═══ Passage given

Sky King was an American radio and television series. Its lead  character was Arizona rancher and aircraft pilot Schuyler "Sky" King.

The series had strong Western elements. King usually captured criminals and spies and found lost hikers, though he did so with the use of his airplane, the Songbird. Two twin-engine Cessna airplanes were used by King during the course of the TV series. The first was a Cessna T-50 and in later episodes a Cessna 310B was used till the series's end. The 310's make and model type number was prominently displayed during the closing titles.

King and his niece Penny lived on the Flying Crown Ranch, near the fictitious town of Grover, Arizona. Penny's brother Clipper also appeared during the first season. Penny and Clipper were also pilots, although they were inexperienced and looked to their uncle for guidance. Penny was an accomplished air racer, rated as a multiengine pilot, whom Sky trusted to fly the Songbird.

Radio synopsis 
The radio show began in 1946 and was based on a story by Roy Winsor, the brainchild of Robert Morris Burtt and Wilfred Gibbs Moore, who also created Captain Midnight. Several actors played the part of Sky, including Earl Nightingale, John Reed King, and Roy Engel. Jack Bivans played Clipper, and Beryl Vaughan portrayed Penny.

Radio premiums were offered to listeners, as was the case with many radio shows of the day. For example, the Sky King Secret Signalscope was used on November 2, 1947, in the Mountain Detour episode. Listeners were advised to get their own for only 15 cents and the inner seal from a jar of Peter Pan Peanut Butter, which was produced by the sponsor, Derby Foods. The Signalscope included a glow-in-the-dark signaling device, whistle, magnifying glass, and Sky King's private code. With the Signalscope, one could also see around corners and trees. The premiums were innovative, such as the Sky King Spy-Detecto Writer, which had a decoder (cipher disk), magnifying glass, measuring scale, and printing mechanism in a single package slightly over two inches long. Other notable premiums were the Magni-Glo Writing Ring, which had a luminous element, a secret compartment, a magnifier, and a ballpoint pen, all in the crown piece of a "fits any finger" ring.

The radio show continued until 1954, broadcasting simultaneously with the first portion of the television version.

Television synopsis 
The television version starred Kirby Grant as Sky King and Gloria Winters as Penny. Other regular characters included Sky's nephew Clipper, played by Ron Hagerthy, and Mitch the sheriff, portrayed by Ewing Mitchell. Mitch, a competent and intelligent law enforcement officer, depended on his friend Sky's flying skills to solve the harder cases. Other recurring characters included Jim Bell, the ranch foreman, played in four episodes by Chubby Johnson, as well as Sheriff Hollister portrayed by Monte Blue in five episodes, and Bob Carey, portrayed in ten episodes by Norman Ollestad.

After appearing in the first 19 episodes of the show, Hagerthy was drafted into the Army; the show saying Clipper had joined the Air Force. Leaving the army in 1955, he was more interested in motion pictures than rejoining the show. Unlike Grant and Winters, he never made any personal appearances for the show.

══════
═══ Task material

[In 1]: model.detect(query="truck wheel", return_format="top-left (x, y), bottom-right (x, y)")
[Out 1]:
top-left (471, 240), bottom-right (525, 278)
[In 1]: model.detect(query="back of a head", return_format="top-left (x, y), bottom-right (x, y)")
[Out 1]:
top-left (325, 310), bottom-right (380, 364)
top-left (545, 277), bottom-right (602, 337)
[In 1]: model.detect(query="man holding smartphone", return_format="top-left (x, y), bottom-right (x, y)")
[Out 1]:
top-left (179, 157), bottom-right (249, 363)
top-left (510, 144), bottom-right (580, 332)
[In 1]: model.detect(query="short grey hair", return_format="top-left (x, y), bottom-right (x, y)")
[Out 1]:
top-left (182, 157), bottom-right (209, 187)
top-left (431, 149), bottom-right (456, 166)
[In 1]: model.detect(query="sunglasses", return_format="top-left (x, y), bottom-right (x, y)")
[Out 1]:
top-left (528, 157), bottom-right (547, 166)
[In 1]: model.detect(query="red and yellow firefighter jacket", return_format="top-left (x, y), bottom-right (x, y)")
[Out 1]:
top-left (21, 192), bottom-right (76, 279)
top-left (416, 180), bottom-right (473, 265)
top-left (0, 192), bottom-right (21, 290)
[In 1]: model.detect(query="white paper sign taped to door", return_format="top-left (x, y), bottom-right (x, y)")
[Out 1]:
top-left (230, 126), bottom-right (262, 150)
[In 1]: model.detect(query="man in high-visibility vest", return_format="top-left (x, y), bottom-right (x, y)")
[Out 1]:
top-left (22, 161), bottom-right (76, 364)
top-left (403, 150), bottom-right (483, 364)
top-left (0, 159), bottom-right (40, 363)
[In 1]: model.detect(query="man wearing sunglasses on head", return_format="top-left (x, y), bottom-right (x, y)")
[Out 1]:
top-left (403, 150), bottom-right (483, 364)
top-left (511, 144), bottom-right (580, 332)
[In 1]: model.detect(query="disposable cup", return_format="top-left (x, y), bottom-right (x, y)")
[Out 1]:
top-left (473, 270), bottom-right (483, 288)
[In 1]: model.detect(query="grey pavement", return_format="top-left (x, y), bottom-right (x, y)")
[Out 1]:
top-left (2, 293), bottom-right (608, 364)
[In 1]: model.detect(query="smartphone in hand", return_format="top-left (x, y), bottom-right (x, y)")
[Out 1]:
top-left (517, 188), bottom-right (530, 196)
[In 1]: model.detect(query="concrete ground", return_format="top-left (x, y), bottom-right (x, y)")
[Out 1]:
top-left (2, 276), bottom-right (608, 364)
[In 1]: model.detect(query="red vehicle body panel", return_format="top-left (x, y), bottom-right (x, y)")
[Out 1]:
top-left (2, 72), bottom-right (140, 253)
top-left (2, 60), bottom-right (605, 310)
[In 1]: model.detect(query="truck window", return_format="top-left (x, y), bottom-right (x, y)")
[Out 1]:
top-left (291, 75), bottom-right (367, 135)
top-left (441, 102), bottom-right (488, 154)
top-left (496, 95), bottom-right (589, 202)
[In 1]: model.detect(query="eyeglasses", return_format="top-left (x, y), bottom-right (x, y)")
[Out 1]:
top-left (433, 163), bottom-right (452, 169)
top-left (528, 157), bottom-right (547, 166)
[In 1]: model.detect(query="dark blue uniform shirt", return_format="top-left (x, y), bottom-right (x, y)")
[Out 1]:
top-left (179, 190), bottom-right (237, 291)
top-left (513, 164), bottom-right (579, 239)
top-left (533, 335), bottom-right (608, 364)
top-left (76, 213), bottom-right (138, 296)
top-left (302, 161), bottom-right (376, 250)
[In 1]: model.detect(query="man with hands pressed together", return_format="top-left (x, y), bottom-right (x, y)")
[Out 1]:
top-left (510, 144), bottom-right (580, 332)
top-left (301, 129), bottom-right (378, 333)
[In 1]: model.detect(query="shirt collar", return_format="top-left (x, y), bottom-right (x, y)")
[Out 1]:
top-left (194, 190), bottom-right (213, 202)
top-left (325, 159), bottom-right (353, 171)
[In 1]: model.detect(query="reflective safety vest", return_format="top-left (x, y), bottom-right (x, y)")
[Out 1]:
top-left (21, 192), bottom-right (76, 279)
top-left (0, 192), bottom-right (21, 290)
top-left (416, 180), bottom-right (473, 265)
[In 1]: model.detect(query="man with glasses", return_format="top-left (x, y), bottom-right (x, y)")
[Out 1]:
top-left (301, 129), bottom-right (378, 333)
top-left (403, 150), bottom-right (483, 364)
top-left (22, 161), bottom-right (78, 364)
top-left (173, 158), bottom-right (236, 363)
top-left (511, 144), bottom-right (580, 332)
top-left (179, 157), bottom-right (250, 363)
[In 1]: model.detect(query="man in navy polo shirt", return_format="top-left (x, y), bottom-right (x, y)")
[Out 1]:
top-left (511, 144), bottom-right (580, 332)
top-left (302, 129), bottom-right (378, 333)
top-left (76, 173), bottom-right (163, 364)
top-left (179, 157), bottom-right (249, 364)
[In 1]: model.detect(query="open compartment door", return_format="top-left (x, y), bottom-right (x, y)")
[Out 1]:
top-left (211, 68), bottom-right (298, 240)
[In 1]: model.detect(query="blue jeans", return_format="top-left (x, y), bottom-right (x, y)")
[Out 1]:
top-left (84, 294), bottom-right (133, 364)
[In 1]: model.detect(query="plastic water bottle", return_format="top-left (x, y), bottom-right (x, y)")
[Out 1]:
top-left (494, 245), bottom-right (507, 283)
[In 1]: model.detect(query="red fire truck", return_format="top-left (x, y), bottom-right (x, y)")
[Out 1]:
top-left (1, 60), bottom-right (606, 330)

══════

# [Directives]
- A) Using the passage on the Sky King series above, decide whether each statement agrees with it: (i) the radio show began in 1946, (ii) Ron Hagerthy rejoined the show after leaving the army in 1955, (iii) the Signalscope was offered to listeners for 25 cents. For each, answer yes or no and quote the deciding words of the passage.
- B) Copy the records from the line with "with hands pressed" up to and including the line with "top-left (179, 157), bottom-right (250, 363)". Keep the requests unchanged, and multiply every box coordinate in the answers by 0.35, rounding to whole numbers with halves rounded up.

# [Completed exercise]
- A)
(i) Yes: "The radio show began in 1946"
(ii) No: "he was more interested in motion pictures than rejoining the show"
(iii) No: "Listeners were advised to get their own for only 15 cents"

- B)
[In 1]: model.detect(query="man with hands pressed together", return_format="top-left (x, y), bottom-right (x, y)")
[Out 1]:
top-left (179, 50), bottom-right (203, 116)
top-left (105, 45), bottom-right (132, 117)
[In 1]: model.detect(query="shirt collar", return_format="top-left (x, y), bottom-right (x, y)")
[Out 1]:
top-left (68, 67), bottom-right (75, 71)
top-left (114, 56), bottom-right (124, 60)
[In 1]: model.detect(query="reflective safety vest", return_format="top-left (x, y), bottom-right (x, y)")
[Out 1]:
top-left (7, 67), bottom-right (27, 98)
top-left (0, 67), bottom-right (7, 102)
top-left (146, 63), bottom-right (166, 93)
[In 1]: model.detect(query="man with glasses", return_format="top-left (x, y), bottom-right (x, y)")
[Out 1]:
top-left (105, 45), bottom-right (132, 117)
top-left (141, 53), bottom-right (169, 127)
top-left (8, 56), bottom-right (27, 127)
top-left (61, 55), bottom-right (83, 127)
top-left (179, 50), bottom-right (203, 116)
top-left (63, 55), bottom-right (88, 127)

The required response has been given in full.